#### Written instruction:
Rewrite the data from the line with "# for each instance of the helmet" through the end, keeping every line. Raise each point coordinate in the answers by 3, and leave the request lines and their sample outputs unchanged.

#### Data shown:
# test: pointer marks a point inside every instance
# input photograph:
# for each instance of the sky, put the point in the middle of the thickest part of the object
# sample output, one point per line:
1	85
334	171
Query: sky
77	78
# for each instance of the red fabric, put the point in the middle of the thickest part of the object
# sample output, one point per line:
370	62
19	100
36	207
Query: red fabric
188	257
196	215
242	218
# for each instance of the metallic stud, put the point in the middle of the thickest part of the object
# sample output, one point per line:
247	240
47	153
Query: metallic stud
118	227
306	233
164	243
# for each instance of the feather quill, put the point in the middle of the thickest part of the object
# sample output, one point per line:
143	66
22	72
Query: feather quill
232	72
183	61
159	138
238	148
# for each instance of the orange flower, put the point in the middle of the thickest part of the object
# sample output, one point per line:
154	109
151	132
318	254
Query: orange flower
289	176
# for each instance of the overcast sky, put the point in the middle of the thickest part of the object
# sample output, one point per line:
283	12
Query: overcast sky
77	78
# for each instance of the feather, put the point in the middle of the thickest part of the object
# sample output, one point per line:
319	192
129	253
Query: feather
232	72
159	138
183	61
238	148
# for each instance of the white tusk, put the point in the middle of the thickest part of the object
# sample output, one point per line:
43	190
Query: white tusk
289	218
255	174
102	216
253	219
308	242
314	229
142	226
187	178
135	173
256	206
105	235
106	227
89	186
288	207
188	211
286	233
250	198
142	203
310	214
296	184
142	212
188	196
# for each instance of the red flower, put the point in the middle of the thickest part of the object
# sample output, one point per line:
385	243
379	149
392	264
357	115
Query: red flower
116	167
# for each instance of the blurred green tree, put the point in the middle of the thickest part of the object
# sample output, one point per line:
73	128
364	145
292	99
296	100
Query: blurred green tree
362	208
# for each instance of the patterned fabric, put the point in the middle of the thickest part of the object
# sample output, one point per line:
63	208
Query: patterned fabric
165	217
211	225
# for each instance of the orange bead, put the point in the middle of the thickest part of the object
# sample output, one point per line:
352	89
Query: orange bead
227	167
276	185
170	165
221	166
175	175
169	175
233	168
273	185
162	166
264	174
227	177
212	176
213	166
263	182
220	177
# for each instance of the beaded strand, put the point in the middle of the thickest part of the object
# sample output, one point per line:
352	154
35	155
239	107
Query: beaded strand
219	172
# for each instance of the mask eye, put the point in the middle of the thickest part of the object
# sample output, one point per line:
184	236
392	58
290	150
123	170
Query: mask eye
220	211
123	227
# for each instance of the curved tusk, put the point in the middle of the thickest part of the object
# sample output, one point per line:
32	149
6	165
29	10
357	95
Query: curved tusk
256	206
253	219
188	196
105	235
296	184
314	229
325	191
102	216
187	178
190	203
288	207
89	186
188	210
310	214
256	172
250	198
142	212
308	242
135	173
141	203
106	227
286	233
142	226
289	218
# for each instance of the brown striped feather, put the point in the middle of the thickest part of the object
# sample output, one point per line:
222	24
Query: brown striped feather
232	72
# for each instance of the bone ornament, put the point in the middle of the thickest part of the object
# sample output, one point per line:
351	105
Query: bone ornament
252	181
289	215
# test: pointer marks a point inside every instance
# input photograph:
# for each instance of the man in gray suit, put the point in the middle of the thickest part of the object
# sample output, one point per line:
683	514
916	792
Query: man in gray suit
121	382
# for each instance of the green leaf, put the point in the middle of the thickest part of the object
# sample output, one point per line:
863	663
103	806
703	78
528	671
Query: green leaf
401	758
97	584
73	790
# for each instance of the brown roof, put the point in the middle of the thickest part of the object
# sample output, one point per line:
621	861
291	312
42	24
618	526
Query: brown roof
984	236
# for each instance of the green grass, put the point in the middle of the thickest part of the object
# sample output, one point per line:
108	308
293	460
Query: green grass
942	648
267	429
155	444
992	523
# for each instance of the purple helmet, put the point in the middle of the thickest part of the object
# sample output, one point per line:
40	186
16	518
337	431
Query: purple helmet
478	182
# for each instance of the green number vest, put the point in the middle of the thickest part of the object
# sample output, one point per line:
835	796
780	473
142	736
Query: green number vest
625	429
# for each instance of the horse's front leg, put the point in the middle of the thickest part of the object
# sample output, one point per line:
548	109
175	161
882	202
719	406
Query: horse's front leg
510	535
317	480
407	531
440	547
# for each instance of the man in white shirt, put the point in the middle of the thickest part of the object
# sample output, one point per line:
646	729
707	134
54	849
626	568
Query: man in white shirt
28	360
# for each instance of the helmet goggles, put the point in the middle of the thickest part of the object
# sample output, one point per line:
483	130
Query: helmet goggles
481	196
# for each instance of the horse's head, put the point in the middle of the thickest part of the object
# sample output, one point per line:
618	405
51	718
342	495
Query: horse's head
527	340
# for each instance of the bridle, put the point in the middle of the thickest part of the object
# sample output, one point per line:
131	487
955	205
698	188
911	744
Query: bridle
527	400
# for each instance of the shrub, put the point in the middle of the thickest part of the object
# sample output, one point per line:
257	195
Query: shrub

#### Output of the task:
# for each instance of the helmet goggles, put the point in the middle of the thickest part of the object
# sample output, one point per line:
483	130
Query: helmet goggles
484	199
# for each instance of the horse's head, put the point in the middle of the thickest part of the object
# sample output, one point per line:
618	405
51	718
342	495
Query: horse's head
530	343
# for each instance of the bridle, put the point in the middle of the thickest part of the object
# sample output, one point per line:
131	487
955	205
698	188
911	744
Query: bridle
530	403
# for each instance of the shrub, put the point in the middle of the thickest part of the object
# sample output, one point per line:
257	195
Query: shrub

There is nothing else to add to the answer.